Collected data entries
-=-=-
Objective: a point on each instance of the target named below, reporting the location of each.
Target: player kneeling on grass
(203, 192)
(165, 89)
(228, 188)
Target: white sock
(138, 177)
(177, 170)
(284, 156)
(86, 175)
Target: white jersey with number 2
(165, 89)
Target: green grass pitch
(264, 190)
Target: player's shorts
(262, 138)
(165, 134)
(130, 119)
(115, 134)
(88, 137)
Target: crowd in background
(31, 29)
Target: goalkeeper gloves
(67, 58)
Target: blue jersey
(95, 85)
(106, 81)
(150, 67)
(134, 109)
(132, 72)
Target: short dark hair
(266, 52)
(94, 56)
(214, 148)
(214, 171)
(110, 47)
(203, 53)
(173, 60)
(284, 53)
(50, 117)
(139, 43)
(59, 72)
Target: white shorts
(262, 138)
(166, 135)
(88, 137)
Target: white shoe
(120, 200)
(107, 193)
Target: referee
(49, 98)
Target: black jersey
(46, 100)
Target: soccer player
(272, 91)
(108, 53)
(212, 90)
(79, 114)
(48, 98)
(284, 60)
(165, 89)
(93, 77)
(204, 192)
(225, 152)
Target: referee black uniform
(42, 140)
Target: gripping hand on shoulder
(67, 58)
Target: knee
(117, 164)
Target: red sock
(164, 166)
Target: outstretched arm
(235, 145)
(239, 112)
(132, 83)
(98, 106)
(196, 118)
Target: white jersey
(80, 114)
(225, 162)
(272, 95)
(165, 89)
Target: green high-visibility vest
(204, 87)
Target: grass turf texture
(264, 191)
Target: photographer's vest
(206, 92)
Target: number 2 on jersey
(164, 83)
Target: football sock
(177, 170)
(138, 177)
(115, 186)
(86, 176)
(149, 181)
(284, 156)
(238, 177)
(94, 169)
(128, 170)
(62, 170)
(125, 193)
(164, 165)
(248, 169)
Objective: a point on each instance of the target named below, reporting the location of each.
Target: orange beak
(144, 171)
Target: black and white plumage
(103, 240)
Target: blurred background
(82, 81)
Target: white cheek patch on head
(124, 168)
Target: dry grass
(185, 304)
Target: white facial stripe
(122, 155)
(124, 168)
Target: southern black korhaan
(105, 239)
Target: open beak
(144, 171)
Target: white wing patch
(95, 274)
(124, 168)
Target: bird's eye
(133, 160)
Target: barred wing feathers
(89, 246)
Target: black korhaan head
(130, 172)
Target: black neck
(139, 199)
-=-=-
Your output should be the lines from the one with "Target: southern black korhaan" through the last line of the entries above, copied exactly and nothing more.

- WRITTEN SOLUTION -
Target: southern black korhaan
(105, 239)
Target: open beak
(144, 171)
Target: white wing patch
(95, 274)
(124, 168)
Target: bird's eye
(133, 160)
Target: barred wing feathers
(89, 246)
Target: black korhaan head
(130, 172)
Target: black neck
(139, 199)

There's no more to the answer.